Exercise: Take the entries below and print only the lines from the one with "positive clicks: (23, 48) (6, 47)" through the one with "positive clicks: (156, 51)", exactly as they stand, both ends included.

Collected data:
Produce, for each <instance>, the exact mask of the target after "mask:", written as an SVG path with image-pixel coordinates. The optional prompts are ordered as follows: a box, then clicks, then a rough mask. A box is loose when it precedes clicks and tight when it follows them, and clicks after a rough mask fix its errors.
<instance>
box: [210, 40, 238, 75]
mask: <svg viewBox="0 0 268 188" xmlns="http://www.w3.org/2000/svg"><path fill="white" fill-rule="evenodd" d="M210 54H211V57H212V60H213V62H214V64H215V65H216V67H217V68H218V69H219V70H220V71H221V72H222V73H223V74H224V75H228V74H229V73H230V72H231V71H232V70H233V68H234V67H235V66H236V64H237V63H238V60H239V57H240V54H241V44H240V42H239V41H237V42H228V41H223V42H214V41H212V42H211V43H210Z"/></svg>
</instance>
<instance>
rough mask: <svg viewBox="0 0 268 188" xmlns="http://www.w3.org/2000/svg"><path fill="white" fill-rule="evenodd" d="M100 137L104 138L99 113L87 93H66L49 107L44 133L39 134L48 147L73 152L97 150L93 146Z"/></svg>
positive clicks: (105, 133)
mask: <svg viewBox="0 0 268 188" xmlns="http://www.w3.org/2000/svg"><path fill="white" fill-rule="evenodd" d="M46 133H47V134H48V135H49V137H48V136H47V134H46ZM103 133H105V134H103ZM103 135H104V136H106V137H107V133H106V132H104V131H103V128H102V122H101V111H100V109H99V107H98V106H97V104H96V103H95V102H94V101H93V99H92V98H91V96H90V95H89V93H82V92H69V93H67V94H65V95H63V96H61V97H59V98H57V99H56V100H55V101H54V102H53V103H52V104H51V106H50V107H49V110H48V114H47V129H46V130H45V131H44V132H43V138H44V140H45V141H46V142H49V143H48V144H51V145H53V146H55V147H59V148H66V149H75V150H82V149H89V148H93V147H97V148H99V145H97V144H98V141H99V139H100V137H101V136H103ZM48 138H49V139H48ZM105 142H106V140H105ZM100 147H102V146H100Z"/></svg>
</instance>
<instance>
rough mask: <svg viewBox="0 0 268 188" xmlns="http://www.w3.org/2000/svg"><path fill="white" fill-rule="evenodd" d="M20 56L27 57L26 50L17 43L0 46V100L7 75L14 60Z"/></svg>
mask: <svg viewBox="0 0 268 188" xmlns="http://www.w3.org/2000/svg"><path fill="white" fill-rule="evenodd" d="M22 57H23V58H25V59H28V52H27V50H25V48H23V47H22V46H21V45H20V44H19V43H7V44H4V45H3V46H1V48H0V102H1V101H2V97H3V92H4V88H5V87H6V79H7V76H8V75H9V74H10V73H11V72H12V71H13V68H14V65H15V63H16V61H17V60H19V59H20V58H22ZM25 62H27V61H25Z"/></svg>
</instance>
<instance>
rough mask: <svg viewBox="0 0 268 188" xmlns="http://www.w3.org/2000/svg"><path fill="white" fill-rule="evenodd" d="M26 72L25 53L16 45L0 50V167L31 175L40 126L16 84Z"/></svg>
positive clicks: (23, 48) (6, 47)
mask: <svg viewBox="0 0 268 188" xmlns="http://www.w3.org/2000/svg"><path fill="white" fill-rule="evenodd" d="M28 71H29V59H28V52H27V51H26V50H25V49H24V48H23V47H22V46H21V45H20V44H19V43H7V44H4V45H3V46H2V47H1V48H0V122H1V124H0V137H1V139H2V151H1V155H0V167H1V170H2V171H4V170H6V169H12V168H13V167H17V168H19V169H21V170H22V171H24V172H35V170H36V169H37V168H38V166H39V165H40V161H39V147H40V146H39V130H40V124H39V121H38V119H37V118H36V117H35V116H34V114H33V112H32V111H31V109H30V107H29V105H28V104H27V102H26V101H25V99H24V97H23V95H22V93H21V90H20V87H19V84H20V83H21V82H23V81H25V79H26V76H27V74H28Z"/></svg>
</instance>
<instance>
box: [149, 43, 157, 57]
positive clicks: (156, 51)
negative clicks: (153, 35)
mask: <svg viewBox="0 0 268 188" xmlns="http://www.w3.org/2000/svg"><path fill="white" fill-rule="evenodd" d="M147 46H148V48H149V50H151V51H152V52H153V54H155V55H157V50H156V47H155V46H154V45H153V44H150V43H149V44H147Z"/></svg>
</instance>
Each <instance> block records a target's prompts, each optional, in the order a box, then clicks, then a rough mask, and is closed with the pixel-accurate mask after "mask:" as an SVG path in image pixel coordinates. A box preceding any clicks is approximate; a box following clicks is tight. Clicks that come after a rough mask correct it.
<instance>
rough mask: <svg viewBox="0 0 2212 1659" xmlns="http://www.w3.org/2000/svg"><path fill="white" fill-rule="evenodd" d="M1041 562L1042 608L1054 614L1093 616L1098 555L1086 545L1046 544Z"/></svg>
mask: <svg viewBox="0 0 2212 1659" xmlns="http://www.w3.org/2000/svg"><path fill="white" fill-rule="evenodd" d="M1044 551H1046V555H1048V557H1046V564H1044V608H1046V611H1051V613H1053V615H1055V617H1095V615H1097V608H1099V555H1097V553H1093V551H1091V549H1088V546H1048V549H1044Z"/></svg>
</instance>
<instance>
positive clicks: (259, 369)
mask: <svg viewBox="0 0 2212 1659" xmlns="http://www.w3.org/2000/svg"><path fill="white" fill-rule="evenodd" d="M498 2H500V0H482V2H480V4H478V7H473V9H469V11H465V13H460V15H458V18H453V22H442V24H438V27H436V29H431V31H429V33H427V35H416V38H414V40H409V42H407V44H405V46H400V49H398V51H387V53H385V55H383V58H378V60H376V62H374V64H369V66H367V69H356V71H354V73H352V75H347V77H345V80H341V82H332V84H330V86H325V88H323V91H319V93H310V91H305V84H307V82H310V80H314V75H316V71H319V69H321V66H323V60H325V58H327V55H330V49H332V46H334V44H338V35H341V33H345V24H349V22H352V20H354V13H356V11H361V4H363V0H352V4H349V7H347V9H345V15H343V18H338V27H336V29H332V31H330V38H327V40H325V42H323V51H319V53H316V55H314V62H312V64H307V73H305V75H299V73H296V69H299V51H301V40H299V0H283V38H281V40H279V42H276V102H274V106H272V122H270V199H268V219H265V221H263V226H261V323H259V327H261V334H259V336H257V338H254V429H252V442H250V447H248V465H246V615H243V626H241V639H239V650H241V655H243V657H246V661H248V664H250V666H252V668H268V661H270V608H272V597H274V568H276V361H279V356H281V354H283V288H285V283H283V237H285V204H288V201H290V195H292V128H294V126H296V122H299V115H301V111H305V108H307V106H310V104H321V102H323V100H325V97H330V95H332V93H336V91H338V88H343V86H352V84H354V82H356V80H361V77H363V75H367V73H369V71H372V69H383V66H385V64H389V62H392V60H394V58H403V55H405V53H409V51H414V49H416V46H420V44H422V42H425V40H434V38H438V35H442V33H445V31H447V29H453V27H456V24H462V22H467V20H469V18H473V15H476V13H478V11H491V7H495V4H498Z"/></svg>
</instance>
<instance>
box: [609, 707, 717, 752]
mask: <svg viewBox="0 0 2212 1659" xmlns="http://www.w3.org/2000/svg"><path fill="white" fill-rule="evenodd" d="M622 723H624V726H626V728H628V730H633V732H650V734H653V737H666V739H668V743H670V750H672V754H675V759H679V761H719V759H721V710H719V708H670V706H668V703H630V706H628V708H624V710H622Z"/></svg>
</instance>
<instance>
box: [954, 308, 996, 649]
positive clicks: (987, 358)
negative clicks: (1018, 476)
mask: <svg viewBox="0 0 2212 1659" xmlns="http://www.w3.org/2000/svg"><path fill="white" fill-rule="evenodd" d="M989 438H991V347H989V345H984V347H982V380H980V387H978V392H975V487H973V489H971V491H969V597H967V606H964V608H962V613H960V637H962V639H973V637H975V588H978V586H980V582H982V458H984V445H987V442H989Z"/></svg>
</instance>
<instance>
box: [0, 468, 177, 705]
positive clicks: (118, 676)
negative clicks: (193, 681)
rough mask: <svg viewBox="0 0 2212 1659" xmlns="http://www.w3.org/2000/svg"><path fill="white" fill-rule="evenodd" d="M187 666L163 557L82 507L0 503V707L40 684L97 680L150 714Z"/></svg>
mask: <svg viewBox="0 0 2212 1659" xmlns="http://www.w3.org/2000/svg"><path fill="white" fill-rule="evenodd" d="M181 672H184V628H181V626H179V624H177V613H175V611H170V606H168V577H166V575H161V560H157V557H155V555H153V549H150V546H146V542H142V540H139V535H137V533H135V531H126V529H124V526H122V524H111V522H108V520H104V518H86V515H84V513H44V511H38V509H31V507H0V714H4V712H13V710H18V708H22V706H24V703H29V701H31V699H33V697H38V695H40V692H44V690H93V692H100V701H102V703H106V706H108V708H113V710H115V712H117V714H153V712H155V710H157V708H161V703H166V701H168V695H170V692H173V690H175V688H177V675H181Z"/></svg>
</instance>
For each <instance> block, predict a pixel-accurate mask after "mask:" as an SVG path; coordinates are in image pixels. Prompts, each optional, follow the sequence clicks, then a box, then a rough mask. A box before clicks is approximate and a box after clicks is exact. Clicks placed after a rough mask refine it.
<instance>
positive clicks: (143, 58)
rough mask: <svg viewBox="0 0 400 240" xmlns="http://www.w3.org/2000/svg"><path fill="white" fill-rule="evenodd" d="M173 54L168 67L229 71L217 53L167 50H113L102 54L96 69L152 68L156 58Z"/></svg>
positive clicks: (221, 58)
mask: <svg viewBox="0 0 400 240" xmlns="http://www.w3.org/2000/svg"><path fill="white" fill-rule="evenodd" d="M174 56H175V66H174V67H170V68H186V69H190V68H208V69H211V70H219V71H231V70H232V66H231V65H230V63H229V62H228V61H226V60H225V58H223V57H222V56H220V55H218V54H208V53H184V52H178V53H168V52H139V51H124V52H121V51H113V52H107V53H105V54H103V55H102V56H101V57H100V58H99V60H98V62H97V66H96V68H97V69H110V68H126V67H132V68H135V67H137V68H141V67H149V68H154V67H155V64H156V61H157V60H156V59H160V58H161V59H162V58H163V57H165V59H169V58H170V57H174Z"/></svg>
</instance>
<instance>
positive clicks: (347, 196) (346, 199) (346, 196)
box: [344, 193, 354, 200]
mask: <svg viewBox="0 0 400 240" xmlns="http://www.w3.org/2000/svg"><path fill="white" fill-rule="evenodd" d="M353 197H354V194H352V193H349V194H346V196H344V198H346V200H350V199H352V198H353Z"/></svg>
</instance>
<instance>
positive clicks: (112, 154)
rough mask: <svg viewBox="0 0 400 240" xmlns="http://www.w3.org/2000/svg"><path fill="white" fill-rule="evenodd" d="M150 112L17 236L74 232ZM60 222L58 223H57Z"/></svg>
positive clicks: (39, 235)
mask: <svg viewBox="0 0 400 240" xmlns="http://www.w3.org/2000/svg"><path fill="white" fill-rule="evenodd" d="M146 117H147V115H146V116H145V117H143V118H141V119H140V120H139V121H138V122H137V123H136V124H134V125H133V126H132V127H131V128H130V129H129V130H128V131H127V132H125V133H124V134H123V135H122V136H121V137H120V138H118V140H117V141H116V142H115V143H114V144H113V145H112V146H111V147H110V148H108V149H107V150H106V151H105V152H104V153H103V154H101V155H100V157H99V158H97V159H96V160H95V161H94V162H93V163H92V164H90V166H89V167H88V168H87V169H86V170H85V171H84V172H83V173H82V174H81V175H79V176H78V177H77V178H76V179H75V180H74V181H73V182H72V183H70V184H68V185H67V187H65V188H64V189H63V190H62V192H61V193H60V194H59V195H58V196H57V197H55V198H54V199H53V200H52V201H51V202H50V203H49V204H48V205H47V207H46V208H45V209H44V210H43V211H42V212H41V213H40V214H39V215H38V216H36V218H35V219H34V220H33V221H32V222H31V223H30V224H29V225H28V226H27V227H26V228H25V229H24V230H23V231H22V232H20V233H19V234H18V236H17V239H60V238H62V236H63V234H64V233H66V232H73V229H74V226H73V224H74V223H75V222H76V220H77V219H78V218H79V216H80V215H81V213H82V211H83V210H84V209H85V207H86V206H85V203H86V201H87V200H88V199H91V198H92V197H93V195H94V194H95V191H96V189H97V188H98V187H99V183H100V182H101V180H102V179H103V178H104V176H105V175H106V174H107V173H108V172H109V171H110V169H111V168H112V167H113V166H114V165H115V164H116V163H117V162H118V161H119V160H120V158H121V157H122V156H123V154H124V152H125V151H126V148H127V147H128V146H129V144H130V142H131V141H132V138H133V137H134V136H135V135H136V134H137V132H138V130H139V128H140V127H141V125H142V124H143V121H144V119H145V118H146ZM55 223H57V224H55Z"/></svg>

Exercise result:
positive clicks: (23, 48) (6, 47)
mask: <svg viewBox="0 0 268 188" xmlns="http://www.w3.org/2000/svg"><path fill="white" fill-rule="evenodd" d="M28 71H29V59H28V52H27V51H26V50H25V49H24V48H23V47H22V46H21V45H20V44H19V43H7V44H4V45H3V46H2V47H1V48H0V122H1V124H0V137H1V139H2V151H1V155H0V167H1V170H2V171H4V170H6V169H12V168H13V167H17V168H19V169H21V170H22V171H24V172H35V170H36V169H37V168H38V166H39V165H40V161H39V147H40V146H39V130H40V124H39V121H38V119H37V118H36V117H35V116H34V114H33V112H32V111H31V109H30V107H29V105H28V104H27V102H26V101H25V99H24V97H23V95H22V93H21V90H20V87H19V84H20V83H21V82H23V81H25V79H26V76H27V74H28Z"/></svg>
</instance>
<instance>
box: [149, 43, 157, 57]
positive clicks: (156, 51)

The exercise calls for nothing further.